### [PROMPT 1]
Using the OCT de-speckling summary, explain why the described method can be trained without clean reference images. Answer in one to three sentences.
### [PROMPT 2]
According to the OCT de-speckling summary, what kind of dataset was used to validate the method?
### [PROMPT 3]
Continue the OCT de-speckling summary from its last line.

### [PAGE TEXT]

De-speckling of Optical Coherence Tomography Images Using Anscombe Transform and a Noisier2noise Model

TL;DR

This paper introduces a novel OCT image denoising method that uses the Anscombe transform and a Noisier2noise model, enabling effective training with only single noisy observations without needing clean images or multiple noisy samples.

Contribution

It presents a new approach combining Anscombe transform with a Noisier2noise model for OCT denoising, allowing training with single noisy images and outperforming existing methods.

Findings

Outperforms several existing denoising methods on OCT images.

Effectively trains with only a single noisy observation per image.

Validated on a publicly available OCT dataset.

### [RECORDS SUPPLIED]
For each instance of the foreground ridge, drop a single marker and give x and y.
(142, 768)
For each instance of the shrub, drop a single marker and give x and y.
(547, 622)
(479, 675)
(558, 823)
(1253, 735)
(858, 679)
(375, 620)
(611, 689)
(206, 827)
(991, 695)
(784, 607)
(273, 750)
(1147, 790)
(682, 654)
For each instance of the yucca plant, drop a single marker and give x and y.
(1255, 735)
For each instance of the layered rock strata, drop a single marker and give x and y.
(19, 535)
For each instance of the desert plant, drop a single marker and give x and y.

* * *

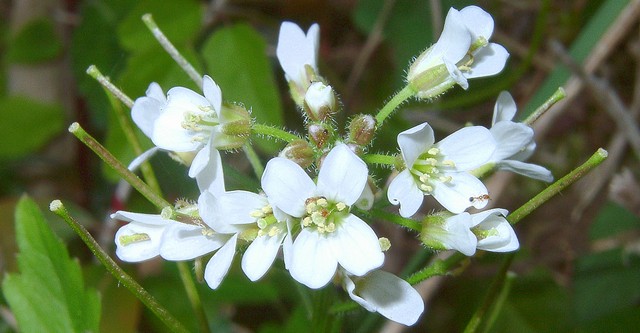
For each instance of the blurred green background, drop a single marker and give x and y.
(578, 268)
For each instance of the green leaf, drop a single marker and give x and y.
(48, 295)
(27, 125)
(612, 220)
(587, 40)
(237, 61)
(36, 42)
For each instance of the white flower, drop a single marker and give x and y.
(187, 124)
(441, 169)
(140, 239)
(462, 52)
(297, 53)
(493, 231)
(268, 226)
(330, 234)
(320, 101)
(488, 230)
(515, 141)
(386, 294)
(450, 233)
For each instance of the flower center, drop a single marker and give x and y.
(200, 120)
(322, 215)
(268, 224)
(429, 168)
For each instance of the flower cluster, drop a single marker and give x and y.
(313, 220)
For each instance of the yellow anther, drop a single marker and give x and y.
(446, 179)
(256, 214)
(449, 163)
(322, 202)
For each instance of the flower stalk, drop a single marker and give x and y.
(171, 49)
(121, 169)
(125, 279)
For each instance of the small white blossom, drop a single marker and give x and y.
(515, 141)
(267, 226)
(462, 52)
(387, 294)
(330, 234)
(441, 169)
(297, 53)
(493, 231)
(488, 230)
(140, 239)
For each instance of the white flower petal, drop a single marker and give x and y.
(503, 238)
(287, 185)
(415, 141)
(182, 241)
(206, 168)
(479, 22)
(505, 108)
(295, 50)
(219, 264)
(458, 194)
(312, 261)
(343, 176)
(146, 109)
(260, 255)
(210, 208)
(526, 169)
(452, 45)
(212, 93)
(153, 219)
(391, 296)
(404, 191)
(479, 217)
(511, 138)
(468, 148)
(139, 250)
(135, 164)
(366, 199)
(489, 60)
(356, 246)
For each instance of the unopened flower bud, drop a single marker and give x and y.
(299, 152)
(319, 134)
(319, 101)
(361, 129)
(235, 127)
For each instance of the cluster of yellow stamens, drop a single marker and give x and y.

--

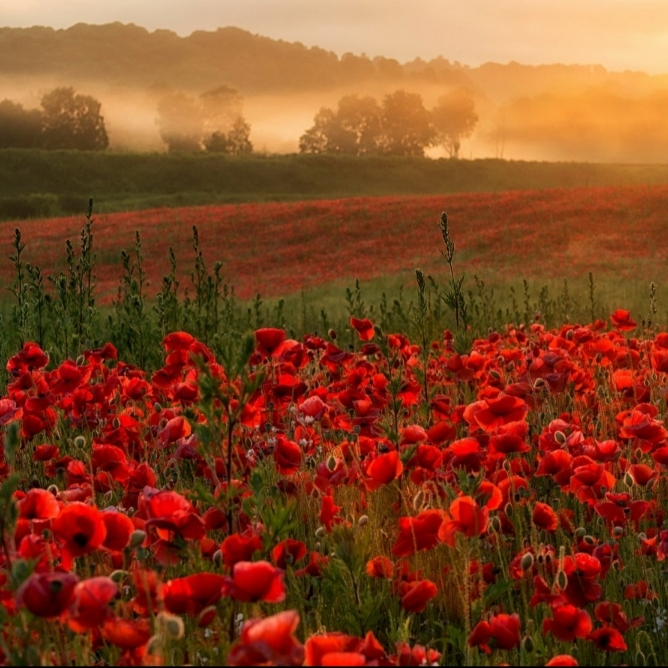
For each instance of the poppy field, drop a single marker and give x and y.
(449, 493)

### [EXPECTED ANSWER 1]
The method combines the Anscombe transform with a Noisier2noise model. This combination allows effective training with only a single noisy observation per image, so it needs neither clean images nor multiple noisy samples.

### [EXPECTED ANSWER 2]
A publicly available OCT dataset.

### [EXPECTED ANSWER 3]
Abstract

Optical Coherence Tomography (OCT) image denoising is a fundamental problem as OCT images suffer from multiplicative speckle noise, resulting in poor visibility of retinal layers. The traditional denoising methods consider specific statistical properties of the noise, which are not always known. Furthermore, recent deep learning-based denoising methods require paired noisy and clean images, which are often difficult to obtain, especially medical images. Noise2Noise family architectures are generally proposed to overcome this issue by learning without noisy-clean image pairs. However, for that, multiple noisy observations from a single image are typically needed. Also, sometimes the experiments are demonstrated by simulating noises on clean synthetic images, which is not a realistic scenario. This work shows how a single real-world noisy observation of each image can be used to train a denoising network. Along with a theoretical understanding, our algorithm is experimentally validated using a publicly available OCT image dataset. Our approach incorporates Anscombe transform to convert the multiplicative noise model to additive Gaussian noise to make it suitable for OCT images. The quantitative results show that this method can outperform several other methods where a single noisy observation of an image is needed for denoising. The code and implementation of this paper will be available publicly upon acceptance of this paper.